ABOUT THIS TASK »
Quote the stretch from "The best way" through "by pressing the select button on the second controller.", word for word, from the article on R.O.B. below.

Except they weren’t: R.O.B.

The hottest toy of the 1985 Christmas season was an Extraordinary Video Robot that could play games through your television.

Except it wasn’t.

The “robot” in that 1985 commercial was R.O.B. (Robot Operating Buddy), which shipped with early copies of the Nintendo Entertainment System (NES) to test markets in New York and Los Angeles. The NES proved to be a big hit in those test markets, and so the console rolled out throughout the U.S. over the next year – but without R.O.B. Why?

The best way to explain R.O.B. is to show him in action. It’s a collector’s item today, available on eBay for anywhere from $20 to $500 depending on its condition. To use R.O.B., power it on, plug in the second NES controller into the base unit, and load onr of the two games that works with it, Gyromite or Stack-Up.

The youtube channel videogamecollector shows what it looks like running, and it’s very cool:

R.O.B. in action

…but beneath all the spinning and blinking and robot noises, here’s what R.O.B. was really doing: pressing the select button on the second controller. Which means that you could play the same two games much more easily without R.O.B., simply by pressing the select button on the second controller.

LISTED RECORDS »

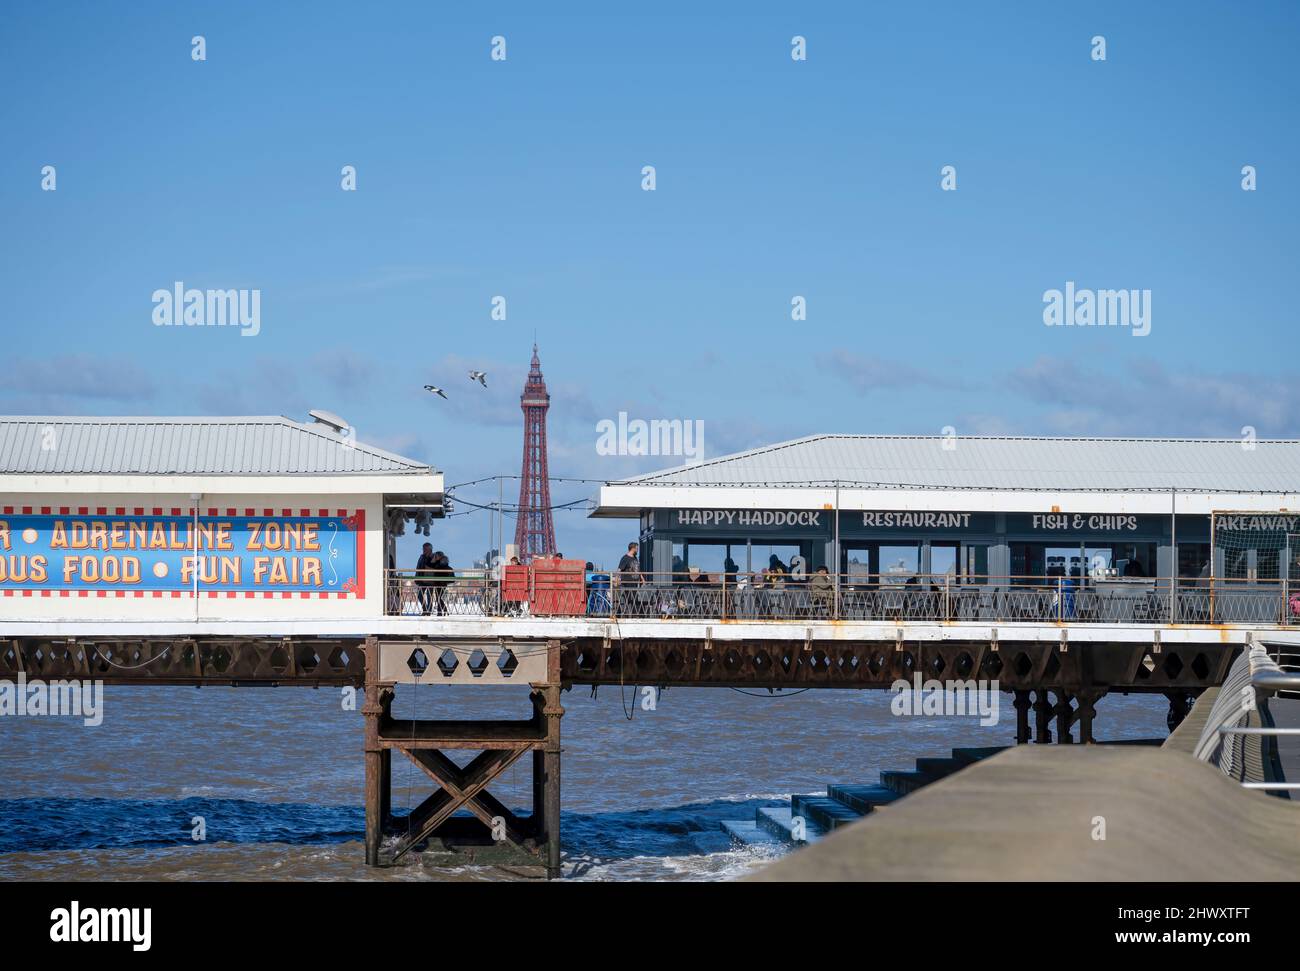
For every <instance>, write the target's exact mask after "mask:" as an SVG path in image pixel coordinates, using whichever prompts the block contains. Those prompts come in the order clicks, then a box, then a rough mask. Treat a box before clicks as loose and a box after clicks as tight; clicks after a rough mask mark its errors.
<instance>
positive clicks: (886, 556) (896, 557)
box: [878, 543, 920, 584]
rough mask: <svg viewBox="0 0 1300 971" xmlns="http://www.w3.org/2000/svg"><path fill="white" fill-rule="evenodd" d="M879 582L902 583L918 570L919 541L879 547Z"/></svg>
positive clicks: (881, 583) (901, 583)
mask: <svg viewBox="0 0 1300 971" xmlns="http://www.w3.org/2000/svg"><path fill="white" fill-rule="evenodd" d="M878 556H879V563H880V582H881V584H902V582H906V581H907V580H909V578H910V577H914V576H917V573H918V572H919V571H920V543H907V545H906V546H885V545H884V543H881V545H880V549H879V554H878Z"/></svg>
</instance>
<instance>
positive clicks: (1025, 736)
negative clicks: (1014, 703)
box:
---
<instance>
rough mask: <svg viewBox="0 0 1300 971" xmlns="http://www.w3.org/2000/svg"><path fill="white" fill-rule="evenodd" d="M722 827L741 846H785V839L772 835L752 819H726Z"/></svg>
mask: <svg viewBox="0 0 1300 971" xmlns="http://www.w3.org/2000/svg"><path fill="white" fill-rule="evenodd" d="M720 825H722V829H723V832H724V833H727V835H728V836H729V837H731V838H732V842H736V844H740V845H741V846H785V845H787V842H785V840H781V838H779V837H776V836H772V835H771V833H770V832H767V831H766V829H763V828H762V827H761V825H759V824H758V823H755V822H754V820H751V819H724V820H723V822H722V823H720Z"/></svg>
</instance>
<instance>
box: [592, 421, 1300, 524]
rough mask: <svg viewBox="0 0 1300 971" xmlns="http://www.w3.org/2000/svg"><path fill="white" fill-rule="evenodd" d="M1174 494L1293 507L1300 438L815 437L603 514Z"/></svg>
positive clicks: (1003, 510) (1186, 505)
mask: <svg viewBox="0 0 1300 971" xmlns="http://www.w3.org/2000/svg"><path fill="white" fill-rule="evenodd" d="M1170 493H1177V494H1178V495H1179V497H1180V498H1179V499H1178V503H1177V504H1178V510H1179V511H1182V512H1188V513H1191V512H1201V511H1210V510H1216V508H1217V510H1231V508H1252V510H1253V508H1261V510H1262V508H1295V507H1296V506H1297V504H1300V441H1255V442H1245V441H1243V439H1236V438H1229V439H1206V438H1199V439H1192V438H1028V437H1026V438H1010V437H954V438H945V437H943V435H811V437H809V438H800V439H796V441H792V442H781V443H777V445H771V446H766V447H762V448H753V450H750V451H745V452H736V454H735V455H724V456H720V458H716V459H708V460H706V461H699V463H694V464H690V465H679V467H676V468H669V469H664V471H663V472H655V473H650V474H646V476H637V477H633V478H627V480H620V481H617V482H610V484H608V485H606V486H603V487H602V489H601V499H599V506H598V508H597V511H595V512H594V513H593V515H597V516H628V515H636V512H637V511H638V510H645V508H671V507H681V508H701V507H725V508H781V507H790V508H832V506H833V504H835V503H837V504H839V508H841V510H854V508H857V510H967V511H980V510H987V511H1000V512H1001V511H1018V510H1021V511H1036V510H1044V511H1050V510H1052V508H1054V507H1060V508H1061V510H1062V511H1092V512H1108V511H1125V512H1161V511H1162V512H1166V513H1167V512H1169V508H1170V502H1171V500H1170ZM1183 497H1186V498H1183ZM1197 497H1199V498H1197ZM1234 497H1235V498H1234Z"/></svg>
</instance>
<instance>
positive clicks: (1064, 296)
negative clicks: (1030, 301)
--
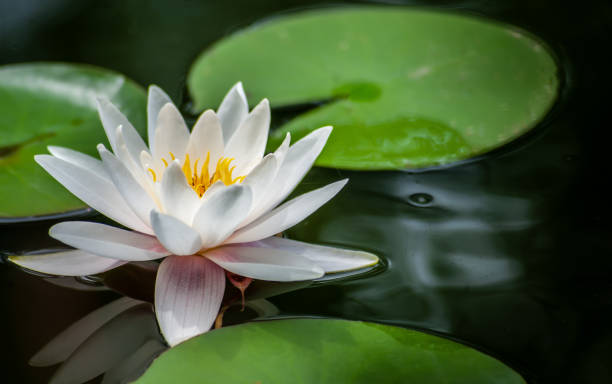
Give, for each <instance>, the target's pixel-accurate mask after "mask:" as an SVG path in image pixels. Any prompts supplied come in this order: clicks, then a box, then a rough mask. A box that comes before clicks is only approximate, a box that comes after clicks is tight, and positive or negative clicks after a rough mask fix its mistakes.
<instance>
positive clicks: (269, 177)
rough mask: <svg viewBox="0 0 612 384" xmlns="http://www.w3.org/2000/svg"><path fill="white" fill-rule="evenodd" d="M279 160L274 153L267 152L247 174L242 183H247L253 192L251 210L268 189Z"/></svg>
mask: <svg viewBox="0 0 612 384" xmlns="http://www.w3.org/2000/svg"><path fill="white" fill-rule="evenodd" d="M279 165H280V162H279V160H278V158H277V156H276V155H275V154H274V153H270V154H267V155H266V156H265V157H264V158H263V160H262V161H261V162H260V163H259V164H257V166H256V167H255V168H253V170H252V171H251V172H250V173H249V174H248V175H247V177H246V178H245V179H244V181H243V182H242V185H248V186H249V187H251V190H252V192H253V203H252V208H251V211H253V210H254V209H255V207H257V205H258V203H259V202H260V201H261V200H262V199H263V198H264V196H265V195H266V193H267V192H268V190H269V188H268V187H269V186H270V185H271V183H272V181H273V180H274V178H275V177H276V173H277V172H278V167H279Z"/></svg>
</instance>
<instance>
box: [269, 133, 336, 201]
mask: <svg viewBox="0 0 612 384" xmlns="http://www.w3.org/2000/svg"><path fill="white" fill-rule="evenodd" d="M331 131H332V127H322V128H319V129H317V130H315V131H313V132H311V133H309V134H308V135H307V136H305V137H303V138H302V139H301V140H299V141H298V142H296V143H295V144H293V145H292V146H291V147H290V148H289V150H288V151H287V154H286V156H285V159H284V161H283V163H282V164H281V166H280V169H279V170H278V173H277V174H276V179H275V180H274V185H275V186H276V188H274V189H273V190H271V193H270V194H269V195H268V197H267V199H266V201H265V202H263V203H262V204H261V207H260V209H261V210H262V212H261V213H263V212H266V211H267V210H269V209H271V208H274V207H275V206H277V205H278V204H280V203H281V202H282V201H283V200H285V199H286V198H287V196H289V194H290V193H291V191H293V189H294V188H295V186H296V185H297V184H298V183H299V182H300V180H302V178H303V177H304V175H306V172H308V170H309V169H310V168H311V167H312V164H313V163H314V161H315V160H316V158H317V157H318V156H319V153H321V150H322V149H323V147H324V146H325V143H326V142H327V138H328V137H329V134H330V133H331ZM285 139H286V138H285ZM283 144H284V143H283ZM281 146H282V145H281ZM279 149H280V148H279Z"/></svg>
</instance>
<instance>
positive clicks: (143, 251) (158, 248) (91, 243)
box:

COMPLETED TASK »
The best way to explain R.O.B. is to show him in action. It’s a collector’s item today, available on eBay for anywhere from $20 to $500 depending on its condition. To use R.O.B., power it on, plug in the second NES controller into the base unit, and load onr of the two games that works with it, Gyromite or Stack-Up.

The youtube channel videogamecollector shows what it looks like running, and it’s very cool:

R.O.B. in action

…but beneath all the spinning and blinking and robot noises, here’s what R.O.B. was really doing: pressing the select button on the second controller. Which means that you could play the same two games much more easily without R.O.B., simply by pressing the select button on the second controller.